EXCERPT PROVIDED:

Segment Open

Things start to escalate after a sermon one Sunday, one of the parishioners, Mary (Amanda Seyfried), asks Toller to visit so he can speak to her husband. Toller agrees, meeting with Michael (Philip Ettinger). Michael is an environmental extremist, worried about the world. Do to all the violence being shown on the news, wars being fought, etc.… The conversation between Toller and Michael is filmed with a shot-reverse-shot while maintaining the 180-degree rule. How the scene was shot highlights the empathy and their engagement between the two. They are sincerely listening to each other, and Toller’s advice is more real-world than anticipated.

Though Michael’s argument creeps into his head. Mary wanted Toller to speak to him because she is pregnant with Michaels son, and he wants her to have an abortion. Toller, who he himself lost his son in the Iraq war, tries to convince Michael that bringing a child into this world is much better than killing it. Michael argues that by the time his child is fully grown, that global warming would have raisin the oceans sea levels. Overpopulation would have caused a worldwide famine. And states that to bring a child into this world is a crime.The film is linear in its structure, while having us one witness two storylines unfold and intertwine by the end.

There is a parallel story alongside with what is happening with Mary and Michael. The church is about to have its 250th anniversary, and arrangements are being made for the big celebration. Toller meets with Pastor Jeffers (Cedric Kyles), who runs the nearby megachurch and is the overseer of the festivities. These men are at a well-mannered impasse since they approach their life’s work differently: Jeffers is like a pompous cheerleader of God, while Toller is a serious intellectual.

Segment Closed

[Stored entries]
Segment Open

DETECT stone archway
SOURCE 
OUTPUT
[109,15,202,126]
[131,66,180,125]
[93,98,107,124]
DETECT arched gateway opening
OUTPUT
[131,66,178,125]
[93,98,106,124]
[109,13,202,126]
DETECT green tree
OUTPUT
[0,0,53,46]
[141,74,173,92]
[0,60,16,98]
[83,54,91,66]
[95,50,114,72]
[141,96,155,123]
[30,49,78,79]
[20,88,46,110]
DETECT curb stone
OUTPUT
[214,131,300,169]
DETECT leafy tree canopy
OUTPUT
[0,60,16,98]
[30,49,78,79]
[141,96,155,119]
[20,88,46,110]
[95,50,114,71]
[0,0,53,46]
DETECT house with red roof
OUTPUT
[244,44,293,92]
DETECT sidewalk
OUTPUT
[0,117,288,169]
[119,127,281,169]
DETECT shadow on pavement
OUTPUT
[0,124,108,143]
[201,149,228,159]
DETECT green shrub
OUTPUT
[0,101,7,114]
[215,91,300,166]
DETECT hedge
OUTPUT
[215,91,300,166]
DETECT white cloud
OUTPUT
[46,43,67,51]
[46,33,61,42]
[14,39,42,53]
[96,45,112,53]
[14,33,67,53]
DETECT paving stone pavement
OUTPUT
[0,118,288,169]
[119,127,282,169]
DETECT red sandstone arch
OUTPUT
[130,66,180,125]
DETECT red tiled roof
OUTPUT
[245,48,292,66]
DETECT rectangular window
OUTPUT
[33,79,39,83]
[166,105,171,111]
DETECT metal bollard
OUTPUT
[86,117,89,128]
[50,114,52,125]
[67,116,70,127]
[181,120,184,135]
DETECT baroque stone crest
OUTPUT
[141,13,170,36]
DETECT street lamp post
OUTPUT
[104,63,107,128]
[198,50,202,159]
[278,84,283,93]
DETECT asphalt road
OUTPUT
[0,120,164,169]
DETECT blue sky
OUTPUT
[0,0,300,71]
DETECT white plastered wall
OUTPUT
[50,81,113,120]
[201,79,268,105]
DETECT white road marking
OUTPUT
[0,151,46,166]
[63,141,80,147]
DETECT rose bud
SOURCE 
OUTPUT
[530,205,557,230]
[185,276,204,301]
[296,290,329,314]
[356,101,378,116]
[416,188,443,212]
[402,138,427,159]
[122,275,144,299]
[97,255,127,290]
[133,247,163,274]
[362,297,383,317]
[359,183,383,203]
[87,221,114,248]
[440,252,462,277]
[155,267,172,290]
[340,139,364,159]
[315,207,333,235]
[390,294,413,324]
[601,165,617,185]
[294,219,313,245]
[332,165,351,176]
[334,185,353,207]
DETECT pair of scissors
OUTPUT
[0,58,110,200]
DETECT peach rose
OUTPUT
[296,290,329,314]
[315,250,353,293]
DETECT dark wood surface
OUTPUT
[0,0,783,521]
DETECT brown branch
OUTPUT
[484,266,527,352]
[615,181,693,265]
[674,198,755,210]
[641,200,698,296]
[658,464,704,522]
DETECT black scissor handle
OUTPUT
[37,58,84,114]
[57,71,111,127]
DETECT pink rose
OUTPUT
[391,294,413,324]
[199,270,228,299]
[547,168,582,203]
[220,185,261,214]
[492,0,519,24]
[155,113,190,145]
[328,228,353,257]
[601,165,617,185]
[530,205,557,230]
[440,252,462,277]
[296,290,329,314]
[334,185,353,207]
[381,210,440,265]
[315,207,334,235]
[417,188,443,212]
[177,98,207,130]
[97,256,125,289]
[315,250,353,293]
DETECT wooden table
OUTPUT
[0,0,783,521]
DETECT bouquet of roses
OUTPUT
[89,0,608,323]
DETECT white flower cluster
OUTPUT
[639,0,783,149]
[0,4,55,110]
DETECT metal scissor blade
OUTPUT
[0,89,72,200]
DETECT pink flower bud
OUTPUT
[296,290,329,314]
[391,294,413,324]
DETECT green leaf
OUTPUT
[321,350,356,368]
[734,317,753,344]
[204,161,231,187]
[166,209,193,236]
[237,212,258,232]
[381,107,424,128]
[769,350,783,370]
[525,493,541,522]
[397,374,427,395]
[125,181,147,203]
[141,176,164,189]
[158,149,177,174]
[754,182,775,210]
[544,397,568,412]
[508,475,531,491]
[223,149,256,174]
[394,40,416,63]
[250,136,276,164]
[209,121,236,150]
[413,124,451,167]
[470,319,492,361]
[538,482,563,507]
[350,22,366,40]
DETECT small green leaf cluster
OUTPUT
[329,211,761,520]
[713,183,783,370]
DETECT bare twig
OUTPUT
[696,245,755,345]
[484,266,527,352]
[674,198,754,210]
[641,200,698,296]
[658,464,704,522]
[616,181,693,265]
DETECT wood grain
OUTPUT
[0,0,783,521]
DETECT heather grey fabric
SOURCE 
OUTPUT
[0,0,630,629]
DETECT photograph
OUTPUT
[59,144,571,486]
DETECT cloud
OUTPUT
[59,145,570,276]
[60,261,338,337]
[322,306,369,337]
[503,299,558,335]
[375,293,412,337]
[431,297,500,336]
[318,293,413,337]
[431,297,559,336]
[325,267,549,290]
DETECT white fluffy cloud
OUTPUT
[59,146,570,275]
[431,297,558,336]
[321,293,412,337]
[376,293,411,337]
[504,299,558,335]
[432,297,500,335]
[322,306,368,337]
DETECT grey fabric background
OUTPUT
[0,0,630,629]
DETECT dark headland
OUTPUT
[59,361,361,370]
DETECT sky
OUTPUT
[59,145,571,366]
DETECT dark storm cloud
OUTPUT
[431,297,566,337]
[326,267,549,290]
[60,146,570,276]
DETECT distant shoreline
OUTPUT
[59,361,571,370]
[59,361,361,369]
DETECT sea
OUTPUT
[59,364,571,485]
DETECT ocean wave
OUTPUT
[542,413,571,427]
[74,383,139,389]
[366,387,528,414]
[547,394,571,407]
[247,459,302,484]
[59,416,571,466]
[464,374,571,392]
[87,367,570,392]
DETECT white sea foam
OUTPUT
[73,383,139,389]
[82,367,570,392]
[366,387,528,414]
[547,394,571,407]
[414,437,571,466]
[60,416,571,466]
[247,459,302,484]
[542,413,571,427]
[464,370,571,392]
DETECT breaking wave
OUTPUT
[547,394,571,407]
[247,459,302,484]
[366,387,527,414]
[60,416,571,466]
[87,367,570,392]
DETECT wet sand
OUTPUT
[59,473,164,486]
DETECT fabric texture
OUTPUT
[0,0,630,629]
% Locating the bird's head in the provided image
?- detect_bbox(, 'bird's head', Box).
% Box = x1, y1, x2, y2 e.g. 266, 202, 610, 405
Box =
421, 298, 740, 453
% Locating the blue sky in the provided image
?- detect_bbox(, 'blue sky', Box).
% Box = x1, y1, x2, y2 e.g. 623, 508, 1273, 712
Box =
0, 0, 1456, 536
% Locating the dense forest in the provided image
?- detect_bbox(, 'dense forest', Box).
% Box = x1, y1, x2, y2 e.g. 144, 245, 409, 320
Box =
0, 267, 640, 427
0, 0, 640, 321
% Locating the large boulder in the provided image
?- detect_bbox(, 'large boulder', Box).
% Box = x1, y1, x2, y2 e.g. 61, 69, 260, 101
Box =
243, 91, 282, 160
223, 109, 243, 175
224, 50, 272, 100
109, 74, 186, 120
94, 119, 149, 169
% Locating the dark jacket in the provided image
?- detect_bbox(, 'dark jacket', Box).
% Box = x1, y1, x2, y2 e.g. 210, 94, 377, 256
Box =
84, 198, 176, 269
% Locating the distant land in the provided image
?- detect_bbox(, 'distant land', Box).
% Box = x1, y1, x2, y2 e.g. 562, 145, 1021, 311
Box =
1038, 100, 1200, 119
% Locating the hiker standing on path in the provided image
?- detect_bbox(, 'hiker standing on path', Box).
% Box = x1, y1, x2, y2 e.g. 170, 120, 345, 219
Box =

Segment Closed

TASKS TO CARRY OUT:
• A. According to the film review, who runs the nearby megachurch and oversees the anniversary festivities?
• B. Proceed with the film review, continuing from its last sentence.

EXERCISE ANSWERS:
• A. Pastor Jeffers (Cedric Kyles).

• B.
These preparations undermine Pastor Toller: he is demoted to second chair in his own church, the governor and wealthy donors make all the big decisions. His dislike intertwines together with sympathy for Michael views. As he starts asking some very difficult questions. For example, why doesn’t the church care about what is happening in the world? What dealings does the church have to do with corporate businesses? There are no simple answers, so Toller finds himself drawn toward more irrational thoughts. He starts questioning his faith, and the nature of the faith entirely. In a scene, it shows Toller showing a group of visiting children a secret passage in the church.

This passage leads to a hiding place for runaway slaves. The church was once a way station for the Underground Railroad. Nowadays, however, he doubts the church’s significance. The church is now more of a tourist attraction, where people visit its gift shop, buy t-shirts, and other knickknacks with its logo. His moments of tranquility, which are reoccurring, and are found through substitutions to praying. The film shows Toller indulging in other activities, to the point where nothing is too serious.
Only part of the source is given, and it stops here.